- [WHAT THE TASK REQUIRES] Leaving the pictures aside, reproduce the data in full and word for word.

[Referring expression data]
━━━━━━━━

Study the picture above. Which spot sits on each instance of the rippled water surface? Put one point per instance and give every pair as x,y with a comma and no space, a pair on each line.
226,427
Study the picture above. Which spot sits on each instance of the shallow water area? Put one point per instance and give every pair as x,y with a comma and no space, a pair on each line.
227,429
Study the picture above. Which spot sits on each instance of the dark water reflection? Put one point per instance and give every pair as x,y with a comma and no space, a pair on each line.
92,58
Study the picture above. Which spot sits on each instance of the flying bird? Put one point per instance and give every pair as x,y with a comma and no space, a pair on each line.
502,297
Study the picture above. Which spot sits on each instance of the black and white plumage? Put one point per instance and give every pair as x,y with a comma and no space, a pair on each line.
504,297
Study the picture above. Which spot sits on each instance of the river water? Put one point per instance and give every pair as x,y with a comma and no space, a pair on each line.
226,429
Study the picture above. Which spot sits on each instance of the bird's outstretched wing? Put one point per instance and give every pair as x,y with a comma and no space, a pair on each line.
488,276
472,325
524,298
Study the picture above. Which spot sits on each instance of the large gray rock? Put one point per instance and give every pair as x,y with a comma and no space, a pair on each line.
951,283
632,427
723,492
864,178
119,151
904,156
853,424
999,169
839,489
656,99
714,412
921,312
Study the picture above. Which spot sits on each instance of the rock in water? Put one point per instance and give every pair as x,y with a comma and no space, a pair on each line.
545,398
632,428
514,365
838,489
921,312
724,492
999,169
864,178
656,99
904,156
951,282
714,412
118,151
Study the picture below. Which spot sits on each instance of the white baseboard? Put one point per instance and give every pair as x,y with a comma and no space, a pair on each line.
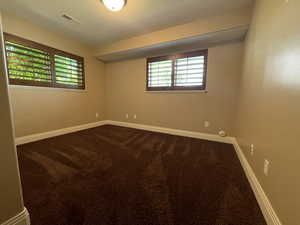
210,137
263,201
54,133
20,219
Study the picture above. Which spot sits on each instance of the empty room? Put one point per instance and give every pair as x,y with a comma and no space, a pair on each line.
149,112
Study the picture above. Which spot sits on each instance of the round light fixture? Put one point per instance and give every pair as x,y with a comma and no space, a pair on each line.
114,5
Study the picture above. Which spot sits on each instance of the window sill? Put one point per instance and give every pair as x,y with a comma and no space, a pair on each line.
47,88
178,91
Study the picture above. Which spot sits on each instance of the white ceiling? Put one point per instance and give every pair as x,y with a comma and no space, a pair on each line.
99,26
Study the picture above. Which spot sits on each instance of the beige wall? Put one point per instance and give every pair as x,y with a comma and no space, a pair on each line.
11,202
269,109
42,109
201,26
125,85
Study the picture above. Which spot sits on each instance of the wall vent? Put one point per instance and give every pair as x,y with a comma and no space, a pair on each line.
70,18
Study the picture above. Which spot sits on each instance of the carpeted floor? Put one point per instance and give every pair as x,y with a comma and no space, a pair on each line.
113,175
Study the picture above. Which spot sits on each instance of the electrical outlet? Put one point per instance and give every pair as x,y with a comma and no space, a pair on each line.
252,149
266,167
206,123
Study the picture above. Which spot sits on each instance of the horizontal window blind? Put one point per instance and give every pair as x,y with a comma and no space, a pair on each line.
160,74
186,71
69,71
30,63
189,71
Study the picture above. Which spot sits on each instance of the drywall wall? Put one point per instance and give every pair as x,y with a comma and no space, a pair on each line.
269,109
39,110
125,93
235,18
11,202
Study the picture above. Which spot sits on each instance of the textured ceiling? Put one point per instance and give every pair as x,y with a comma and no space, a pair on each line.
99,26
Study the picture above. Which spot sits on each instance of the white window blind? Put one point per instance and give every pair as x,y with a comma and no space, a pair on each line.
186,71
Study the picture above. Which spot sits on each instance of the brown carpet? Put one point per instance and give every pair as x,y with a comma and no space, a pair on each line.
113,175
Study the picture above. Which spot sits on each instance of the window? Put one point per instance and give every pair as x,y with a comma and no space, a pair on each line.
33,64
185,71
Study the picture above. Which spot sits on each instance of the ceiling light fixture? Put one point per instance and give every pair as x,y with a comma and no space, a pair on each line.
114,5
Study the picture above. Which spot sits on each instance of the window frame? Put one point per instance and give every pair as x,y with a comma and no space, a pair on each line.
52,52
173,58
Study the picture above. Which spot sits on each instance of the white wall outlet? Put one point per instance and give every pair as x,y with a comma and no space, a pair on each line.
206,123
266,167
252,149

━━━━━━━━

- [TASK SOLUTION]
Study the picture above. Which spot sits on each instance of the rippled water surface? Put one point per instance and give every pair as x,y with a comma and no space, a pair on each line.
226,427
Study the picture above. Which spot sits on each instance of the shallow water area? Put one point per instance and give every pair as x,y with a comma and no space, a pair on each line.
227,429
Study the picture above. Which spot sits on each instance of the dark water reflection? Put one point per instance and give every pair as x,y with a comma and no space, a pair on each line.
92,58
Study the picture above. Which spot sits on each instance of the flying bird? Put one point per instance and give every pair as x,y with a comma and no space, a pair on each line.
502,297
Study the picture above. Which spot sits on each instance of the black and white plumage? Put one point per instance and give every pair as x,y with a comma and no space, a pair on each line.
504,297
Study the picture above. Which spot sits on each instance of the river water? Put one point per instance and give every pair as x,y with a comma and no space, a pair on each line.
226,429
Study the picture above. Which spot sits on each instance of the bird's outstretched wing? Put one point per instance and give every pair as x,y with a comma and no space, a pair on each line.
488,276
472,325
524,298
Study the picture above. Which spot sits on each instance of the large gray rock? Put one point per instance and give every pair as x,y with a comma and no space, a pair on each line.
951,283
632,427
723,492
864,178
119,151
904,156
853,424
999,169
839,489
656,99
714,412
921,312
Study the picture above. Which spot sits on each instance of the rock in water? Put one point per instance and give every pair as x,y with a comma and no space, a pair on each line.
545,398
632,428
514,365
838,489
921,312
724,492
999,169
864,178
656,99
904,156
951,282
714,412
118,151
Study the picture below. Which spot sits on each instance of the white baseboard? Put one point per instance and give every pair as x,y with a comma and no space, a pair on each line.
210,137
263,201
54,133
20,219
Study the picture above. Which spot sits on each instance of the empty room? Put one point per instance and give every pair as x,y with a comma and no space, a pair on each line.
149,112
Study the picture above. Which spot sits on each instance of the round light fixture? Put one point per instance and give every pair as x,y with a comma and no space, a pair on each line.
114,5
Study the picture above. Which spot sits on each instance of the window sill? Put one point per instance and give every pair as x,y with a comma and no space, a pair on each line.
47,88
178,91
Study the picture above. Which spot sits on each instance of the white ceiling? Put one point per instance and give every pair as x,y with a comma and no space, a pair on each line.
99,26
Study the picture above. Which spot sits on each instance of the beige wall? Put one point per instance and give every pair as x,y with a comma and no space, a pair on each line.
11,202
269,109
42,109
201,26
125,85
Study the picture above. Which spot sits on each instance of the wall vent? Put one point per instance and give every pair as x,y with a comma and no space, a pair on each line.
70,18
Study the picture above. Which spot sits on each instance of the carpeted floor? Put one point per instance and give every pair as x,y with a comma and no space, a pair on each line.
113,175
Study the picture above. Which spot sits on each instance of the electrical outlet? Put one point per instance and give every pair as x,y with a comma and no space, a pair on each line.
252,149
266,167
206,123
Study the picture above. Which spot sits on each instance of the horizontal window blind? Put one point per instance and give every pair as x,y with a comma and no space, a pair on each line.
160,74
186,71
69,71
30,63
189,71
Study the picture above. Which spot sits on each instance of the drywall wall? Put one point per instance and give every pair as x,y with a comma and no space, a pair on each line.
269,109
39,110
125,93
235,18
11,202
Study the picture above. Which spot sits on each instance of the textured ceiling? Put one point per instance and give every pair as x,y with a comma and no space, a pair on each line.
99,26
Study the picture above. Which spot sits on each instance of the white window blind? Put one point per instance and give every pair as x,y with a comma and no space, a pair on each line.
186,71
Study the picture above. Which spot sits on each instance of the brown carpet? Put one point per instance and give every pair as x,y with a comma and no space, a pair on each line.
113,175
Study the picture above. Which spot sits on each instance of the window? Put one point per instance and give every pair as x,y with a comma and no space, a pair on each line.
33,64
185,71
Study the picture above. Which spot sits on each instance of the ceiling light fixture? Put one point per instance and give every pair as x,y with a comma and no space, a pair on each line.
114,5
Study the picture above. Which spot sits on each instance of the window frame? Put one point per instance and give every pair as x,y with a comma and no space, a pair on each line.
52,52
173,58
Study the picture above. Which spot sits on each instance of the white wall outlet? Put one point per instance and give every pair as x,y with a comma and no space, a pair on each line.
206,123
266,167
252,149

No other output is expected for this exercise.